SHORT TASK 1: Print the passage on learning Unix in full, word for word.

SOURCE:
I learned to use Unix in college—this was before Linux—but it felt a little mysterious. Clearly it was developed by really smart people, but what were the problems that motivated their design choices?

Some of these are widely repeated. For example, commands have terse names because you may have to transmit commands over a glacial 300 baud network connection.

OK, but why are there so many tools for munging text files, for example? That’s great if your job requires munging text files, but what about everything else. What I didn’t realize at the time was that nearly everything involves munging text files, or can be turned into a problem involving munging text files.

Working with data at the command line

There’s an old joke that Unix is user friendly, it’s just picky about who its friends are. I’d rephrase to say Unix makes more sense when you’re doing the kind of work the Unix developers were doing.

I was writing programs when I learned Unix, so some things about Unix made sense at the time. But I didn’t see the motivation for many of the standard command line tools until I started analyzing datasets years later. I thought awk was cool—it was the first scripting language I encountered—but it wasn’t until years later that I realized awk is essentially a command line spreadsheet. It was written for manipulating tabular data stored in text files.

Mythological scripts

Unix one-liners are impressive, but they can seem like a rabbit out of a hat. How would anyone think to do that?

When you develop your own one liners, one piece at a time, they seem much more natural. You get a feel for how the impressive one-liners you see on display were developed incrementally. They almost certainly did not pop into the world fully formed like Athena springing from the head of Zeus.

Example: Voter registration data

Here’s an example. I was looking at Washington state voter registration data. There’s a file 20240201_VRDB_Extract.txt. What’s in there?

The first line of a data file often contains column headers. Looking at just the first few lines of a file is a perennial task, so there’s a tool for that: head. By default it shows the first 10 lines of a file. We just want to see the first line, and there’s an option for that: -n 1.

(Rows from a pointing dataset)
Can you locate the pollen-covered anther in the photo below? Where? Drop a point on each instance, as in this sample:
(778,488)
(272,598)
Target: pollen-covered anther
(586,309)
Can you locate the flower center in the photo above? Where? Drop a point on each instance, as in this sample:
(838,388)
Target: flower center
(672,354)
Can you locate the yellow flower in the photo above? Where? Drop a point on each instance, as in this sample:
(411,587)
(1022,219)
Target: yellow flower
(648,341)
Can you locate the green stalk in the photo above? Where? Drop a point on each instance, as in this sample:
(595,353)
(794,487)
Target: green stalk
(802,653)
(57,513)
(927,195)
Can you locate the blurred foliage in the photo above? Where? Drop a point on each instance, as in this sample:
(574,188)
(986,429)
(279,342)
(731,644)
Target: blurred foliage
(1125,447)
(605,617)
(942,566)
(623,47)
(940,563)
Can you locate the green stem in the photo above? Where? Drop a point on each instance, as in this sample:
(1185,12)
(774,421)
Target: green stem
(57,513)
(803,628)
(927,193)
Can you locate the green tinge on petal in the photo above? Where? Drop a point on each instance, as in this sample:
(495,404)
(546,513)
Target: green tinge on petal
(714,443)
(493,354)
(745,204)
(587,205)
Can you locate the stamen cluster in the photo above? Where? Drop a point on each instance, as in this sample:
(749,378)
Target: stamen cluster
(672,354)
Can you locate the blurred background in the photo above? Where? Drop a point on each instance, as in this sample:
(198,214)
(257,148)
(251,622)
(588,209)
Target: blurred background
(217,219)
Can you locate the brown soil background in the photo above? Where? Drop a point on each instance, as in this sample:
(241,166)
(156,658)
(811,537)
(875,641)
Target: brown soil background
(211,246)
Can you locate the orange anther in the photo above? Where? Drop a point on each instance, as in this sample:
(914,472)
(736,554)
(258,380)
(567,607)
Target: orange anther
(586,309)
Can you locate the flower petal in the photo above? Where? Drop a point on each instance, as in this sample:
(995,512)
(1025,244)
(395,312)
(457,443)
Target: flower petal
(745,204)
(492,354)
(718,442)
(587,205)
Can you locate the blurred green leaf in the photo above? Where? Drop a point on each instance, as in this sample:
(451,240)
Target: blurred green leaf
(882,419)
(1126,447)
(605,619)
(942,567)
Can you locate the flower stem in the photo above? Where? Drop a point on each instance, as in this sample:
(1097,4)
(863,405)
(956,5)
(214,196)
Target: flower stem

SHORT TASK 2: Count the lines in the entries that contain the string "flower", matching case exactly, and give only the number.

RESULT 1:
I learned to use Unix in college—this was before Linux—but it felt a little mysterious. Clearly it was developed by really smart people, but what were the problems that motivated their design choices?

Some of these are widely repeated. For example, commands have terse names because you may have to transmit commands over a glacial 300 baud network connection.

OK, but why are there so many tools for munging text files, for example? That’s great if your job requires munging text files, but what about everything else. What I didn’t realize at the time was that nearly everything involves munging text files, or can be turned into a problem involving munging text files.

Working with data at the command line

There’s an old joke that Unix is user friendly, it’s just picky about who its friends are. I’d rephrase to say Unix makes more sense when you’re doing the kind of work the Unix developers were doing.

I was writing programs when I learned Unix, so some things about Unix made sense at the time. But I didn’t see the motivation for many of the standard command line tools until I started analyzing datasets years later. I thought awk was cool—it was the first scripting language I encountered—but it wasn’t until years later that I realized awk is essentially a command line spreadsheet. It was written for manipulating tabular data stored in text files.

Mythological scripts

Unix one-liners are impressive, but they can seem like a rabbit out of a hat. How would anyone think to do that?

When you develop your own one liners, one piece at a time, they seem much more natural. You get a feel for how the impressive one-liners you see on display were developed incrementally. They almost certainly did not pop into the world fully formed like Athena springing from the head of Zeus.

Example: Voter registration data

Here’s an example. I was looking at Washington state voter registration data. There’s a file 20240201_VRDB_Extract.txt. What’s in there?

The first line of a data file often contains column headers. Looking at just the first few lines of a file is a perennial task, so there’s a tool for that: head. By default it shows the first 10 lines of a file. We just want to see the first line, and there’s an option for that: -n 1.

RESULT 2: 8